* [YOUR TASK]: Transcribe all the records with complete accuracy.

[Excerpts from point annotation data]
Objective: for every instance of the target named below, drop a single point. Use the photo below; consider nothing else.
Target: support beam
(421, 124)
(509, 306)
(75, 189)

* [THE COMPLETED TASK]:
Objective: for every instance of the target named below, drop a single point. Use the photo below; consider nothing else.
Target: support beam
(421, 124)
(509, 306)
(75, 189)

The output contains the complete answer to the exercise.